** Opening Input data block **

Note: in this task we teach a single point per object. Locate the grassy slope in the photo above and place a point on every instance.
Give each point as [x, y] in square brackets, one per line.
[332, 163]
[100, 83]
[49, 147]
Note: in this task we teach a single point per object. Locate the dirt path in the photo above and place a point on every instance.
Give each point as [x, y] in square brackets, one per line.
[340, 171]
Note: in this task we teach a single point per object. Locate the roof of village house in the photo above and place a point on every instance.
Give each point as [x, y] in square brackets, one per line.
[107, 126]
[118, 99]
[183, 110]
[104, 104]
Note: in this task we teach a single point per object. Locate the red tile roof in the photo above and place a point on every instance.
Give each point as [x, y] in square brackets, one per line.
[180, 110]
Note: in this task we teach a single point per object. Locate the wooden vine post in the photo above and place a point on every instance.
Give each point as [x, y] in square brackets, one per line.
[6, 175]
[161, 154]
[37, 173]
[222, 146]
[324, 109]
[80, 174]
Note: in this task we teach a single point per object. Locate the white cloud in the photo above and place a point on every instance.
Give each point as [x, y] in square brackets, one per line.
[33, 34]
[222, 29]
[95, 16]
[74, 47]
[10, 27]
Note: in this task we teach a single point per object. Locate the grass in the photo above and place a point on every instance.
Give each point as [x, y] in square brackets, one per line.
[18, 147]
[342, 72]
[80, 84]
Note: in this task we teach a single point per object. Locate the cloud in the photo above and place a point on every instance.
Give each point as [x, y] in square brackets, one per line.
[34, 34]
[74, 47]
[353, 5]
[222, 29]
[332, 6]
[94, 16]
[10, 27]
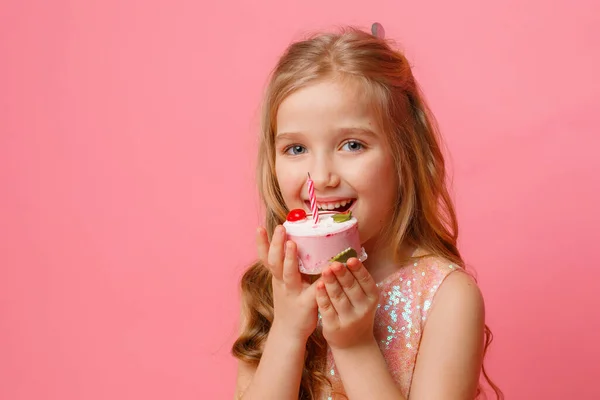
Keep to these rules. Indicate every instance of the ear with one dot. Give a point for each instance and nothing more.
(377, 30)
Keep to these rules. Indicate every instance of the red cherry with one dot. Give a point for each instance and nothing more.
(297, 214)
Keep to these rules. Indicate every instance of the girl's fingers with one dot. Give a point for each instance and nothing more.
(275, 254)
(291, 274)
(349, 283)
(363, 277)
(328, 314)
(337, 296)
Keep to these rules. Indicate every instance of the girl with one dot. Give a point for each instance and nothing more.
(409, 321)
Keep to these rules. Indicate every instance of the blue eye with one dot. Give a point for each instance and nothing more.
(295, 150)
(353, 145)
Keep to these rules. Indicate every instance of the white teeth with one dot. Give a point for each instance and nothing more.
(332, 206)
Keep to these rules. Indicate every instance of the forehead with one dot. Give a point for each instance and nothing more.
(325, 106)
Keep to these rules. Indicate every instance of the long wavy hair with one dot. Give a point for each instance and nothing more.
(424, 214)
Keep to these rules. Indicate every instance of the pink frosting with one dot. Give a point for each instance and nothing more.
(316, 251)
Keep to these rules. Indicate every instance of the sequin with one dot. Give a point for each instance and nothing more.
(404, 303)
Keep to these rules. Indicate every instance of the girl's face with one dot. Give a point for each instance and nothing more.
(328, 130)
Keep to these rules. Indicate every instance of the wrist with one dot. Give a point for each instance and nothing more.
(283, 332)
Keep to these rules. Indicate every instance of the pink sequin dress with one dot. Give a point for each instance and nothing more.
(404, 303)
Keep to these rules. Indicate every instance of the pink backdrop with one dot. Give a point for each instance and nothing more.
(127, 140)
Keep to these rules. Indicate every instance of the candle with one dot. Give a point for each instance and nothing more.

** Closing Input data block **

__Task instructions__
Copy out all the data exactly, skipping the pictures.

__Answer space__
Note: in this task we teach a single point per object. Locate the grassy slope in the photo above and place a point on every instance.
Give each point as [x, y] in square brackets, one per line.
[332, 163]
[100, 83]
[49, 147]
Note: in this task we teach a single point per object. Locate the dirt path in the photo above and place a point on every instance.
Give each point as [x, y] in square brackets, one per line.
[340, 171]
Note: in this task we teach a single point per object. Locate the roof of village house in the photo above and place a point on every instance.
Give each point as [x, y] in square brackets, one per line.
[107, 126]
[118, 99]
[183, 110]
[104, 104]
Note: in this task we teach a single point per object. Locate the red tile roof in the photo above and place a point on every instance.
Give each point as [x, y] in square brackets, one per line.
[180, 110]
Note: in this task we teach a single point per object. Locate the wooden vine post in the photo above and place a point on every instance.
Give each point as [x, y] in square brackets, one per line.
[6, 175]
[161, 154]
[37, 173]
[222, 146]
[324, 109]
[80, 174]
Note: in this task we teach a single point per object. Locate the white cloud in the photo above and place a point on every instance.
Give each point as [x, y] in square brackets, one per line.
[33, 34]
[222, 29]
[95, 16]
[74, 47]
[10, 27]
Note: in this task we teach a single point per object. Locate the grass in the photo above and place a point on every instance.
Give each point as [x, y] in square brackets, one per line.
[18, 147]
[342, 72]
[80, 84]
Note: in this task we teach a single point per object. Locate the cloud in the photo above and place a point on every instance.
Give each point as [x, y] in square brackets, one per line.
[34, 34]
[74, 47]
[353, 5]
[222, 29]
[332, 6]
[94, 16]
[10, 27]
Keep to these rules. Indicate every instance of the ear with one dot. Give a point for each instance and nothing more.
(377, 30)
Keep to these rules. Indicate every instance of the red cherry with one dot. Give a point for each instance and nothing more.
(297, 214)
Keep to these rules. Indicate every instance of the girl's fingers with one dot. Give a point for each instance and nothing more.
(275, 254)
(291, 274)
(349, 283)
(363, 277)
(328, 314)
(337, 296)
Keep to these rules. Indicate every instance of the girl with one dot. Give a point for each instance and nothing more.
(409, 321)
Keep to these rules. Indicate every instance of the blue eye with one dot. Give a point for each instance and nothing more.
(295, 150)
(353, 145)
Keep to these rules. Indicate every instance of the white teeth with one dot. Give a point for each instance and nothing more.
(332, 206)
Keep to these rules. Indicate every instance of the forehead with one dot. Give a point for each instance and nothing more.
(325, 106)
Keep to these rules. Indicate every instance of the long wavy hair with one dot. Give a point for each instance and nothing more.
(424, 214)
Keep to these rules. Indicate every instance of the pink frosting with one dot. Give a point for each instance and nothing more.
(316, 251)
Keep to these rules. Indicate every instance of the sequin with one dot. Give a point for each instance and nothing more.
(404, 303)
Keep to these rules. Indicate every instance of the girl's face with one dot. Give a point for each instance and nothing more.
(328, 130)
Keep to these rules. Indicate every instance of the wrist with one dot. Give a point for each instance and nothing more.
(283, 332)
Keep to these rules. Indicate every instance of the pink sequin dress with one dot. Give a point for each instance and nothing more.
(404, 303)
Keep to these rules. Indicate every instance of the pink backdrop with one dot. Give a point for each instance and nothing more.
(127, 140)
Keep to these rules. Indicate every instance of the candle with one dot. Give a point for each instance and nothing more.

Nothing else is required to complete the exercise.